Komisyon Adı | : | PLAN VE BÜTÇE KOMİSYONU |
Konu | : | 2024 Yılı Merkezi Yönetim Bütçe Kanunu Teklifi (1/276) ve 2022 Yılı Merkezi Yönetim Kesin Hesap Kanunu Teklifi (1/274) ile Sayıştay tezkereleri a) Çalışma ve Sosyal Güvenlik Bakanlığı b) Mesleki Yeterlilik Kurumu c) Sosyal Güvenlik Kurumu d) Türkiye İş Kurumu |
Dönemi | : | 28 |
Yasama Yılı | : | 2 |
Tarih | : | 02 .11.2023 |
TAHSİN OCAKLI (Rize) - Çok teşekkür ediyorum efendim, sağ olun Sayın Başkan.
Sayın Bakanım, sunumlarınız için teşekkür ediyoruz, bilgilendirmeyi aldık ama her sunum gibi aslında çoğu vaatten öteye olmuyor bizim için, biz öyle algılamıyoruz en azından.

──────────

__Kısa Görev__
Tutanakta Tahsin Ocaklı, Bakan'a sunumları için teşekkür ettikten sonra "ama" diyerek bir çekince koyuyor. Bu çekinceyi hangi gerekçeye dayandırdığını bir iki cümleyle açıklayın.

Görüntü nesnesi konum girdileri

──────────

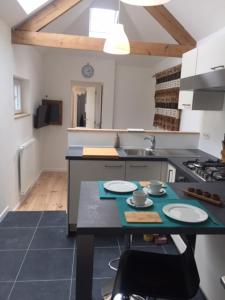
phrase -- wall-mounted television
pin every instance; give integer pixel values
(49, 113)
(41, 117)
(54, 111)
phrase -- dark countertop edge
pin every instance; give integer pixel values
(168, 230)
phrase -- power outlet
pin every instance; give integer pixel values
(206, 136)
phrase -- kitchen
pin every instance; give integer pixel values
(123, 107)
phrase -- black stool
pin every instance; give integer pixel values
(156, 275)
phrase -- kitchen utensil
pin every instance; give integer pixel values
(142, 217)
(155, 186)
(147, 203)
(150, 192)
(120, 186)
(139, 198)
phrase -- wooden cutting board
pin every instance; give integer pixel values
(100, 152)
(142, 217)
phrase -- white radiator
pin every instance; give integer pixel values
(26, 165)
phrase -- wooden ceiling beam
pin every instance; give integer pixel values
(161, 14)
(47, 14)
(94, 44)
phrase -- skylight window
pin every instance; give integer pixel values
(30, 5)
(101, 21)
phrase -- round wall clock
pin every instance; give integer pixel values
(87, 71)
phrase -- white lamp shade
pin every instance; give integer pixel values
(117, 41)
(145, 2)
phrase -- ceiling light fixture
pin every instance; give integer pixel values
(145, 2)
(117, 42)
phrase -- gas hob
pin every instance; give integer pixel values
(210, 170)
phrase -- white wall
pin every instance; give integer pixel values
(60, 69)
(26, 64)
(134, 97)
(7, 157)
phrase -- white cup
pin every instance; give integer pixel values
(139, 198)
(155, 187)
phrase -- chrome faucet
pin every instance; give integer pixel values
(152, 139)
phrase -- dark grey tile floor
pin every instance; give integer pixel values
(37, 258)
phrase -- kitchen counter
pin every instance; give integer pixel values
(75, 153)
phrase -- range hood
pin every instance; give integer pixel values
(211, 82)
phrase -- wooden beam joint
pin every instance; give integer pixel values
(67, 41)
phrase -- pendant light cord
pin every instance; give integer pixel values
(119, 12)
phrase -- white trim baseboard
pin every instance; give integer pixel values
(24, 196)
(4, 213)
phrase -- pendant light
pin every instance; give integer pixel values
(145, 2)
(117, 42)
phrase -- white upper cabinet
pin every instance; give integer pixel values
(211, 55)
(189, 62)
(207, 57)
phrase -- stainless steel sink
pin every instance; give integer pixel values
(160, 152)
(139, 152)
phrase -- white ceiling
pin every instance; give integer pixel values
(200, 18)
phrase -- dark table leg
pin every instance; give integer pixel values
(84, 269)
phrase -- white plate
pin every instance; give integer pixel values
(120, 186)
(185, 213)
(149, 191)
(148, 203)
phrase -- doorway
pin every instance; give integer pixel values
(87, 104)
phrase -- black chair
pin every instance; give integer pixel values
(156, 275)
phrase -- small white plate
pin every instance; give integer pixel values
(120, 186)
(148, 191)
(185, 213)
(148, 203)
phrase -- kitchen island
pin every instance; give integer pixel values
(125, 168)
(100, 217)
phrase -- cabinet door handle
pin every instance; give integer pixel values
(113, 166)
(222, 279)
(138, 166)
(169, 175)
(217, 67)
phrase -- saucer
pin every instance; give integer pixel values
(162, 192)
(148, 203)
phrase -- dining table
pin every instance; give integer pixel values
(98, 217)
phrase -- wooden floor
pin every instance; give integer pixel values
(49, 193)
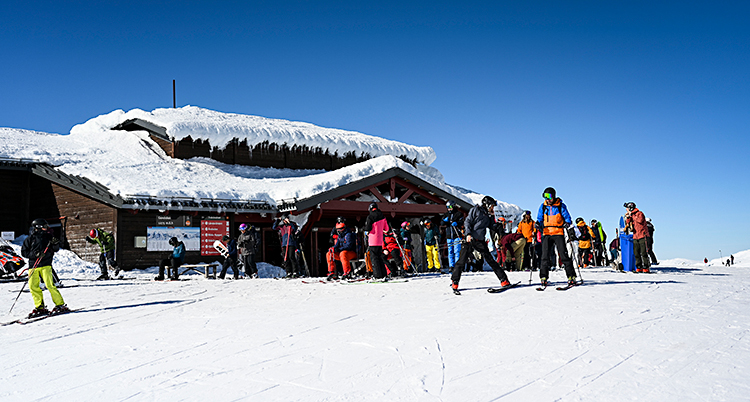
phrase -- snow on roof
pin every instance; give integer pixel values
(220, 128)
(131, 163)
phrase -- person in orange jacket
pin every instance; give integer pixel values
(528, 230)
(635, 219)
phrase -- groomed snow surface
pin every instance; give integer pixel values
(678, 334)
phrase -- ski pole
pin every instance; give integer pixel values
(31, 272)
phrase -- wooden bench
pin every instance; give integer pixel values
(197, 268)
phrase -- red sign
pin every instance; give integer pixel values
(210, 232)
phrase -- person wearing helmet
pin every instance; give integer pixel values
(247, 244)
(584, 236)
(600, 241)
(432, 245)
(39, 248)
(344, 249)
(175, 260)
(106, 242)
(636, 220)
(527, 229)
(376, 226)
(288, 232)
(552, 219)
(453, 221)
(231, 260)
(479, 219)
(408, 257)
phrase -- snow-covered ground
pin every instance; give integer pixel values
(678, 334)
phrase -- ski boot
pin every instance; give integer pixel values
(38, 312)
(60, 309)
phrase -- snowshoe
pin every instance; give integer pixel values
(38, 312)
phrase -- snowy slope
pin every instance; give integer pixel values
(220, 128)
(678, 334)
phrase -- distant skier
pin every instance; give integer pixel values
(452, 221)
(650, 242)
(600, 242)
(376, 226)
(39, 248)
(106, 242)
(173, 262)
(553, 217)
(287, 230)
(432, 245)
(230, 261)
(635, 219)
(247, 244)
(479, 219)
(344, 249)
(527, 229)
(584, 236)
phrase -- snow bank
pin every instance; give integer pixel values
(220, 128)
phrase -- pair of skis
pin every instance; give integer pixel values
(24, 321)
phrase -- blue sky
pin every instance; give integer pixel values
(636, 101)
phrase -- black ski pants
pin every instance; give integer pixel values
(377, 259)
(548, 245)
(466, 250)
(248, 261)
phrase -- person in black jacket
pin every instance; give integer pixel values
(247, 243)
(39, 248)
(230, 261)
(476, 224)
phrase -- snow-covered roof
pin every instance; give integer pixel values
(220, 128)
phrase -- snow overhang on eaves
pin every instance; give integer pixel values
(310, 202)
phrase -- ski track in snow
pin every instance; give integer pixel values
(673, 335)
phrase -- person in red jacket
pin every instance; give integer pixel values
(636, 220)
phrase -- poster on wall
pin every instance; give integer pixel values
(212, 230)
(157, 237)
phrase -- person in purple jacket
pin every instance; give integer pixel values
(376, 225)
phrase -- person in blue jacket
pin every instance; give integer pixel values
(174, 261)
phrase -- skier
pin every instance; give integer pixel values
(432, 245)
(393, 254)
(376, 226)
(247, 243)
(511, 248)
(174, 261)
(584, 243)
(39, 249)
(636, 220)
(553, 218)
(230, 261)
(479, 219)
(526, 228)
(408, 248)
(287, 230)
(452, 222)
(106, 242)
(650, 242)
(344, 250)
(600, 241)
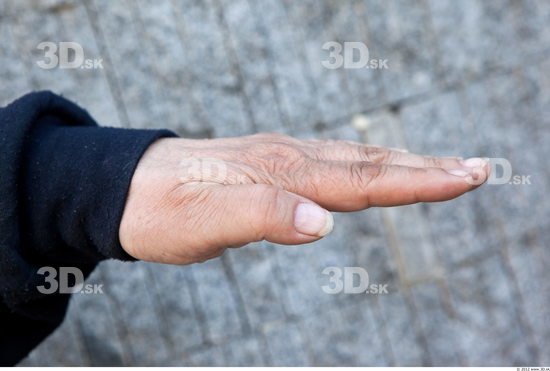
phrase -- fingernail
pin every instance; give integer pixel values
(313, 220)
(460, 173)
(475, 162)
(399, 149)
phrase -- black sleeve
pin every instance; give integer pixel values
(63, 187)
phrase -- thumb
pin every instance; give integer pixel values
(253, 212)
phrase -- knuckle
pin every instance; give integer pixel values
(363, 173)
(265, 202)
(379, 155)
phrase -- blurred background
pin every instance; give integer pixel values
(468, 279)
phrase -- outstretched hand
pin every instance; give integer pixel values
(189, 200)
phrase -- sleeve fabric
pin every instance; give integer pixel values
(63, 186)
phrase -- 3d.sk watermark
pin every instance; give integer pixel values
(66, 280)
(351, 55)
(502, 173)
(66, 55)
(351, 280)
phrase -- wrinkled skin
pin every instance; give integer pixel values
(190, 200)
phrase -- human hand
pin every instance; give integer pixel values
(190, 200)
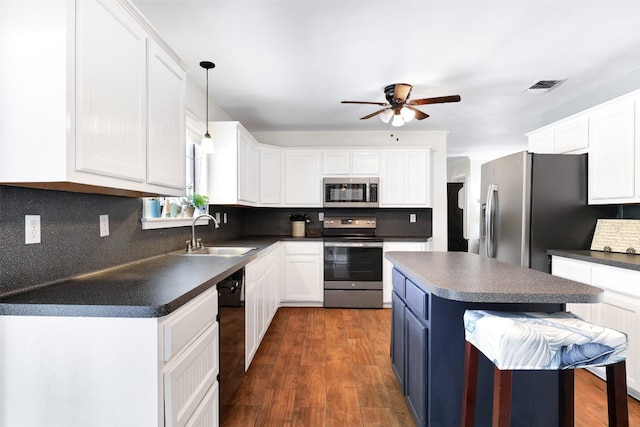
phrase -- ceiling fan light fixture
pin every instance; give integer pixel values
(407, 114)
(206, 144)
(397, 120)
(386, 116)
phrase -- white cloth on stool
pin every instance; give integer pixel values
(532, 341)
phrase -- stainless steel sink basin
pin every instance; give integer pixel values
(222, 250)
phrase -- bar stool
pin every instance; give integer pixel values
(541, 341)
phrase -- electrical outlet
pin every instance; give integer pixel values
(31, 229)
(104, 225)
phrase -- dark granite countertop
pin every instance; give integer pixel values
(468, 277)
(152, 287)
(613, 259)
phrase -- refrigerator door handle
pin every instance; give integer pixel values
(490, 219)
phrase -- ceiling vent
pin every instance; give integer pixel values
(544, 86)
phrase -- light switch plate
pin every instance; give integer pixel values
(31, 229)
(104, 225)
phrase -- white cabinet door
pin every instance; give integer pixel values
(572, 135)
(365, 163)
(542, 141)
(406, 178)
(336, 162)
(574, 270)
(387, 266)
(166, 145)
(111, 100)
(302, 179)
(303, 277)
(248, 167)
(251, 323)
(612, 153)
(270, 176)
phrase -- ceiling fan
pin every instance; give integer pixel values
(399, 107)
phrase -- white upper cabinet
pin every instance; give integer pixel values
(610, 134)
(344, 162)
(270, 176)
(613, 154)
(566, 136)
(405, 179)
(336, 162)
(111, 101)
(302, 178)
(233, 170)
(542, 141)
(365, 163)
(248, 168)
(572, 135)
(109, 110)
(167, 82)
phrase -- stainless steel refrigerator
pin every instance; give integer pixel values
(536, 202)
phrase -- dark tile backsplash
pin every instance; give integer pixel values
(71, 242)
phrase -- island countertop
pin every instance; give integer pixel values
(467, 277)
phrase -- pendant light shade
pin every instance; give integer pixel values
(206, 144)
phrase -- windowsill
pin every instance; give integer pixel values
(155, 223)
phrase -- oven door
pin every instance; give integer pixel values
(353, 265)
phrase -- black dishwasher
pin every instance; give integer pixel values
(232, 342)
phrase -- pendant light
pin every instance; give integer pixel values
(207, 143)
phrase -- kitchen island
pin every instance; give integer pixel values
(431, 292)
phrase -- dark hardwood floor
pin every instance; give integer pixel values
(331, 367)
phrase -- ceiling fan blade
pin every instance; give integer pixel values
(436, 100)
(364, 102)
(419, 114)
(373, 114)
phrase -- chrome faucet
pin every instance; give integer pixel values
(197, 244)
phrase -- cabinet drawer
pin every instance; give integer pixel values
(616, 279)
(185, 324)
(417, 299)
(207, 412)
(188, 378)
(570, 269)
(398, 282)
(303, 248)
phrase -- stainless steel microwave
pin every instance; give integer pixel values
(359, 192)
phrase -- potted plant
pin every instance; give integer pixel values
(199, 201)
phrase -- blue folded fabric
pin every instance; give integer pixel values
(532, 341)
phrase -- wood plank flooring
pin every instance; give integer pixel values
(331, 367)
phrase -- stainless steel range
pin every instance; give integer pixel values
(352, 263)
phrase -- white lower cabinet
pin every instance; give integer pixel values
(303, 273)
(262, 298)
(387, 266)
(111, 371)
(619, 310)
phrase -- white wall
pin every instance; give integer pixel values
(196, 104)
(437, 140)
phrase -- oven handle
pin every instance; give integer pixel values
(352, 244)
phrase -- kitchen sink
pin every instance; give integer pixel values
(222, 250)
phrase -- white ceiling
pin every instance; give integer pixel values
(286, 65)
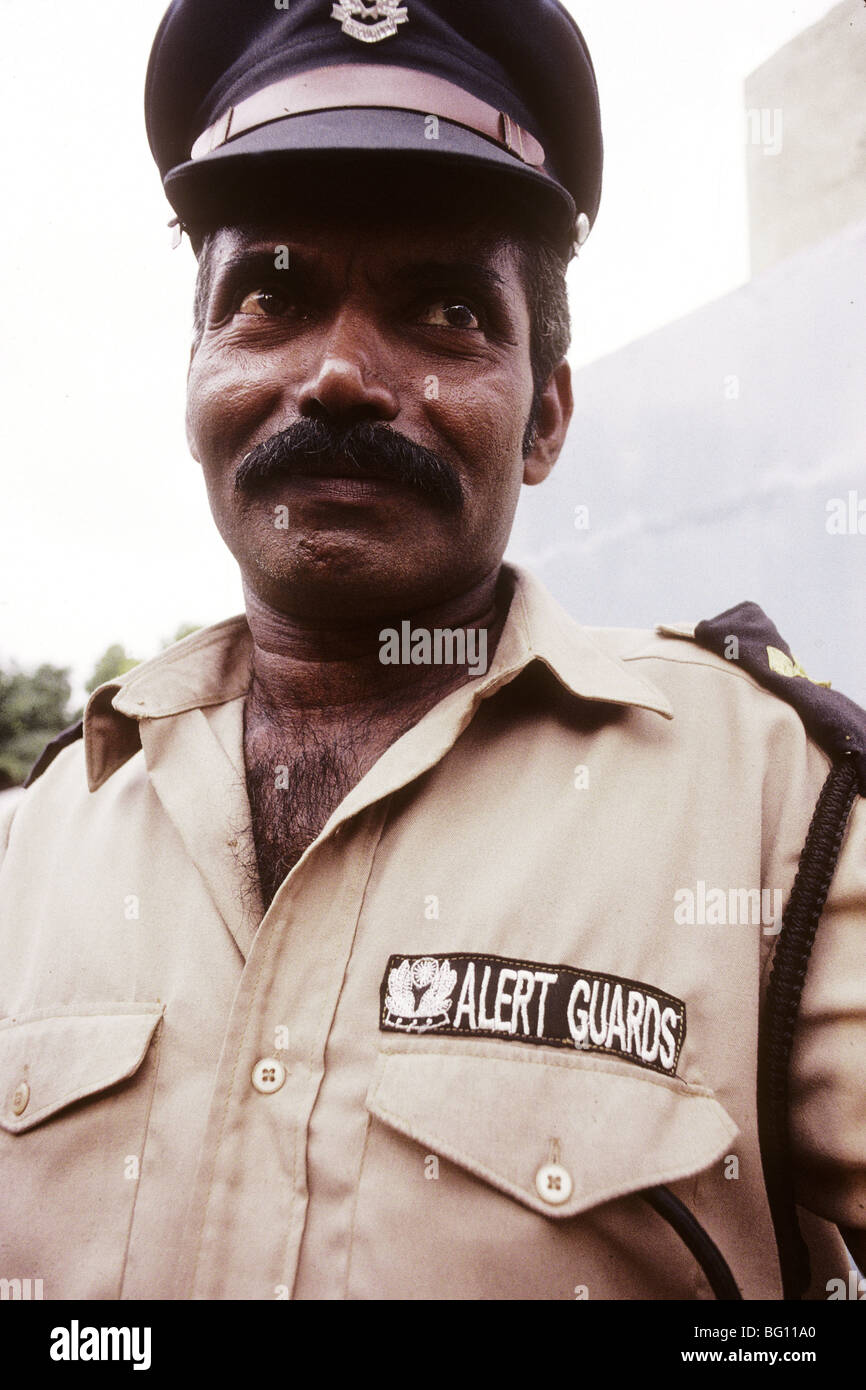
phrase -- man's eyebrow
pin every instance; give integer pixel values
(469, 271)
(253, 260)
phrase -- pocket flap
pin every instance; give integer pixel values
(53, 1058)
(616, 1132)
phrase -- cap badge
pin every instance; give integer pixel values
(370, 22)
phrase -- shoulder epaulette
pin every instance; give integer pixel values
(50, 751)
(745, 635)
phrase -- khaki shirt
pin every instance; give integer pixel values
(199, 1101)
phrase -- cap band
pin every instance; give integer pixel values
(370, 85)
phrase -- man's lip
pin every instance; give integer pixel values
(355, 487)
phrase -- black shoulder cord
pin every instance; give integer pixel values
(692, 1235)
(787, 977)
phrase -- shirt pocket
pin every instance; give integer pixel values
(75, 1090)
(455, 1203)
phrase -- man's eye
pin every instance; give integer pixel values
(264, 303)
(446, 314)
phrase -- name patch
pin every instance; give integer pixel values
(524, 1001)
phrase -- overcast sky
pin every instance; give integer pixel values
(104, 530)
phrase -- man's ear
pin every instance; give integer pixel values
(191, 444)
(191, 438)
(551, 426)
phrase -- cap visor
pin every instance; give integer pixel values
(214, 188)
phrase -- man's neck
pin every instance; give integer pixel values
(334, 674)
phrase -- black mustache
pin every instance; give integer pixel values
(370, 451)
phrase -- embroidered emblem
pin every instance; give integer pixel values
(526, 1001)
(370, 21)
(784, 665)
(419, 995)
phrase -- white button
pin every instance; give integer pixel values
(553, 1183)
(268, 1075)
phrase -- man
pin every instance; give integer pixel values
(362, 950)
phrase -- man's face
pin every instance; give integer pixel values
(413, 327)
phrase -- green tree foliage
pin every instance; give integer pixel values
(34, 708)
(113, 662)
(185, 630)
(35, 705)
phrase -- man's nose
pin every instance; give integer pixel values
(349, 375)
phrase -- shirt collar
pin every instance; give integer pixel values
(213, 666)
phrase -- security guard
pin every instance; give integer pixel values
(402, 938)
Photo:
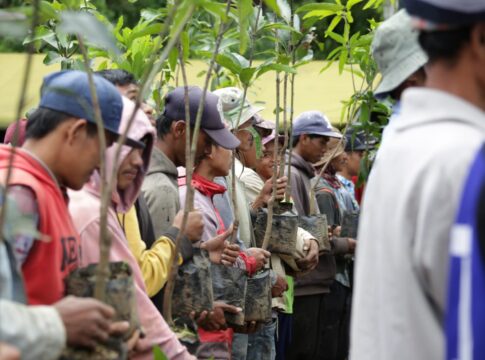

──────────

__Yazılı Çözüm__
Ocaklı, her sunumda olduğu gibi bu sunumların da çoğunun kendileri için vaatten öteye geçmediğini söyler. Bu yüzden bilgilendirmeyi aldıklarını belirtse de teşekkürünü bir çekinceyle sınırlar.